• _Material for the task_:
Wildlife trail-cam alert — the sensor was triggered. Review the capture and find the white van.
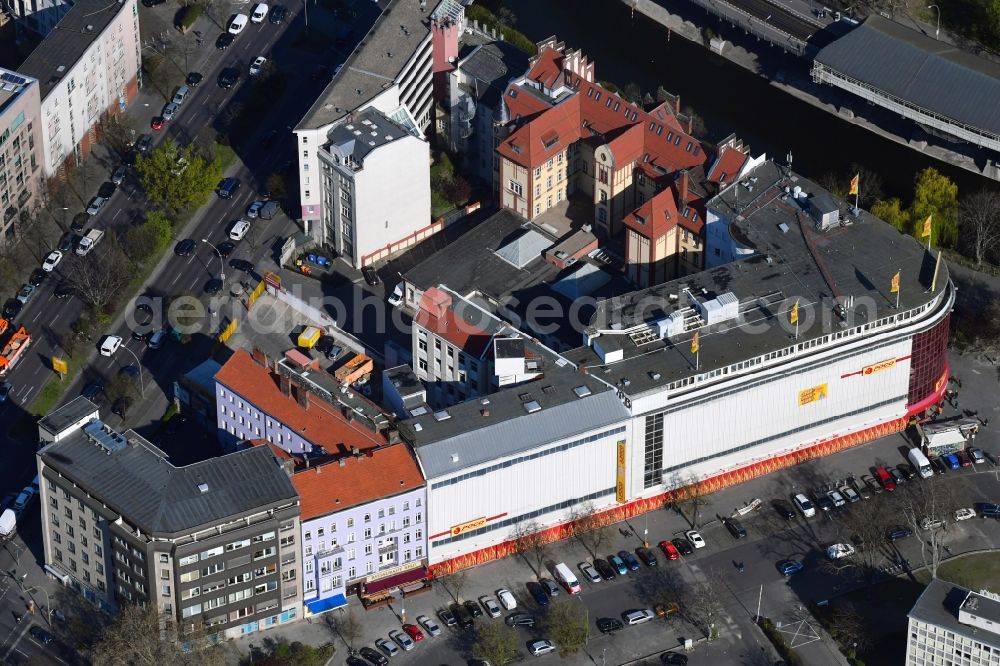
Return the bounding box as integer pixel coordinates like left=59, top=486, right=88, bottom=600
left=906, top=448, right=934, bottom=479
left=229, top=220, right=250, bottom=240
left=229, top=14, right=247, bottom=35
left=553, top=562, right=580, bottom=594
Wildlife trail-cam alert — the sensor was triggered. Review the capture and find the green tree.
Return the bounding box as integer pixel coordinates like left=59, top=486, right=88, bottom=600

• _Your objective_:
Convert all of the data above into a numbered list with one item per line, omitting any blank lines. Leave the pictures out of the list.

• _Solution to this task_:
1. Wildlife trail-cam alert — the sensor was triggered. Review the capture and find the white van.
2. Return the bounding box as integer pixel coordinates like left=59, top=486, right=88, bottom=600
3. left=906, top=448, right=934, bottom=479
4. left=229, top=220, right=250, bottom=240
5. left=229, top=14, right=247, bottom=35
6. left=553, top=562, right=580, bottom=594
7. Wildlife trail-cam alert — the sensor was triggered. Review the capture and find the green tree.
8. Return the bounding box as integer pixel coordinates like left=59, top=486, right=88, bottom=600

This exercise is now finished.